#### Given instruction
Swap "planogram tally" for "shelf audit" throughout the records below, changing nothing else, and reproduce them without the pictures.

#### Record set
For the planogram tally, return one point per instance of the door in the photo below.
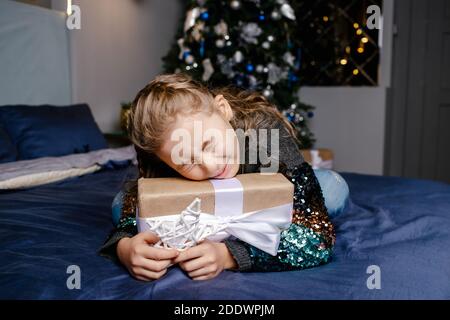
(418, 113)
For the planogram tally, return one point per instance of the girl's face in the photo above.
(202, 146)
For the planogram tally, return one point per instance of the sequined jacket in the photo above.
(308, 242)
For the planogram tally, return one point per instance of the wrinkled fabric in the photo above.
(401, 225)
(102, 157)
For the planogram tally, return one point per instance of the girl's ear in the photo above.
(224, 107)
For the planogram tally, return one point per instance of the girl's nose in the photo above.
(210, 165)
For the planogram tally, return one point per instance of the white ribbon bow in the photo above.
(260, 229)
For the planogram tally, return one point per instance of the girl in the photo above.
(174, 101)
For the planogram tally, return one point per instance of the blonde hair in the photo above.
(168, 95)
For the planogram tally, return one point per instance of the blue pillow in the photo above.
(50, 131)
(8, 151)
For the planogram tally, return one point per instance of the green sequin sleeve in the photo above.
(308, 242)
(126, 226)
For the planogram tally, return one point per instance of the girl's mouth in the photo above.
(223, 172)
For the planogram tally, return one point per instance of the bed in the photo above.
(400, 226)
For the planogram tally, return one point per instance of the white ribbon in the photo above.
(260, 228)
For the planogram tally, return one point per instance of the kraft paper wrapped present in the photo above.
(252, 207)
(319, 158)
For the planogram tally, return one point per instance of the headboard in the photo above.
(34, 55)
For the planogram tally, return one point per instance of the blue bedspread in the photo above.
(400, 225)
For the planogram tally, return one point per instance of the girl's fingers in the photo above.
(202, 271)
(150, 275)
(154, 265)
(205, 277)
(189, 254)
(194, 264)
(158, 254)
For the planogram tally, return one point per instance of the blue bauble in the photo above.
(204, 15)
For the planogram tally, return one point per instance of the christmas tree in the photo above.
(248, 43)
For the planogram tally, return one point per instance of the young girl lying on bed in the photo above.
(175, 100)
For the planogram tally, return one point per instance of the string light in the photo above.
(69, 7)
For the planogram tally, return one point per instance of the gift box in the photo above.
(252, 207)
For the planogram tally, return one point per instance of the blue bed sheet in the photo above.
(401, 225)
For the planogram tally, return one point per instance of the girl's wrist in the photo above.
(229, 262)
(121, 244)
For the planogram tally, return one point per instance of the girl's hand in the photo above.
(143, 261)
(206, 260)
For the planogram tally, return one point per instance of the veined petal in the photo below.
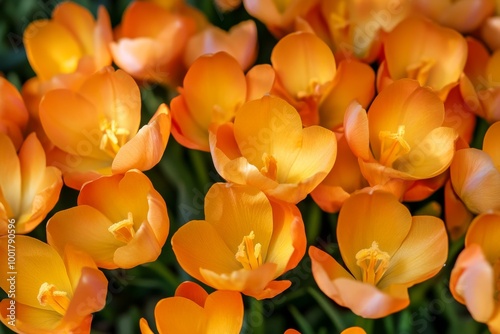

#### Exercise solution
For the shelf audit, return one point per instance of the door in the photo below.
(418, 113)
For the shelf audit, return one point per instance of the girl's face in the photo above.
(202, 146)
For the shelf audit, return one point per instance of the sequined jacket in the photo above.
(308, 242)
For the shelf audit, return one point per instance of the wrinkled fabric in the photo above.
(401, 225)
(102, 157)
For the shelf audit, return one point per instance of the girl's ear in the photo above.
(224, 107)
For the shelf audit, return one point per instance of the girl's nose in the photo above.
(210, 165)
For the shelf audit, return one point per instance of the white ribbon bow in the photo above.
(260, 229)
For the shelf audit, return one point per instance of the girl in the photo above.
(174, 101)
For the shelf audit, return one point per instance of the blonde hair in the photo above.
(168, 95)
For the shelf audit, return one point per instance of the blue pillow in the photo above.
(50, 131)
(8, 151)
For the shelf audit, return one point per instance of the green sequin sleeve in the photo above.
(308, 242)
(126, 226)
For the shelf audit, return one point per instance of the girl's mouth in the photo above.
(223, 172)
For the shelf audit, return one point per instance of the bed in the photo above.
(400, 226)
For the shelf audit, return one point per instance of the white ribbon in the photo above.
(260, 228)
For the shelf audit, return one point per instance of the kraft paper wrapped present in the photo above.
(252, 207)
(319, 158)
For the shelf audit, return one point per instance of the headboard in the photo above.
(34, 55)
For the shelf audit, return one point per instance of the blue bedspread in the photo above.
(400, 225)
For the shelf audit, return one point per instance of the girl's fingers in the photo above.
(202, 271)
(150, 275)
(154, 265)
(205, 277)
(189, 254)
(194, 264)
(158, 254)
For the shelf audit, return one point per instance of the blue bauble in the photo above.
(204, 15)
For the shelf audit, return one point per instance of the christmas tree in the photo above.
(248, 43)
For the shelf audit, return one point per instance of the young girl lying on bed in the photo above.
(175, 100)
For the shelf audit, return one point per instance of the string light in the photo above.
(69, 7)
For the shelf audit, return one point per instance of the gift box in the photo above.
(252, 207)
For the shelf audit, return one point per instance of the blue bed sheet in the photo above.
(401, 225)
For the shelf audit, return one point per instance of the girl's wrist in the photo above.
(229, 262)
(121, 244)
For the shelf audit, return one point per instance of the girl's hand in the photo above.
(143, 261)
(206, 260)
For the shelf audit, return one point per instance of the veined petal in the photo below.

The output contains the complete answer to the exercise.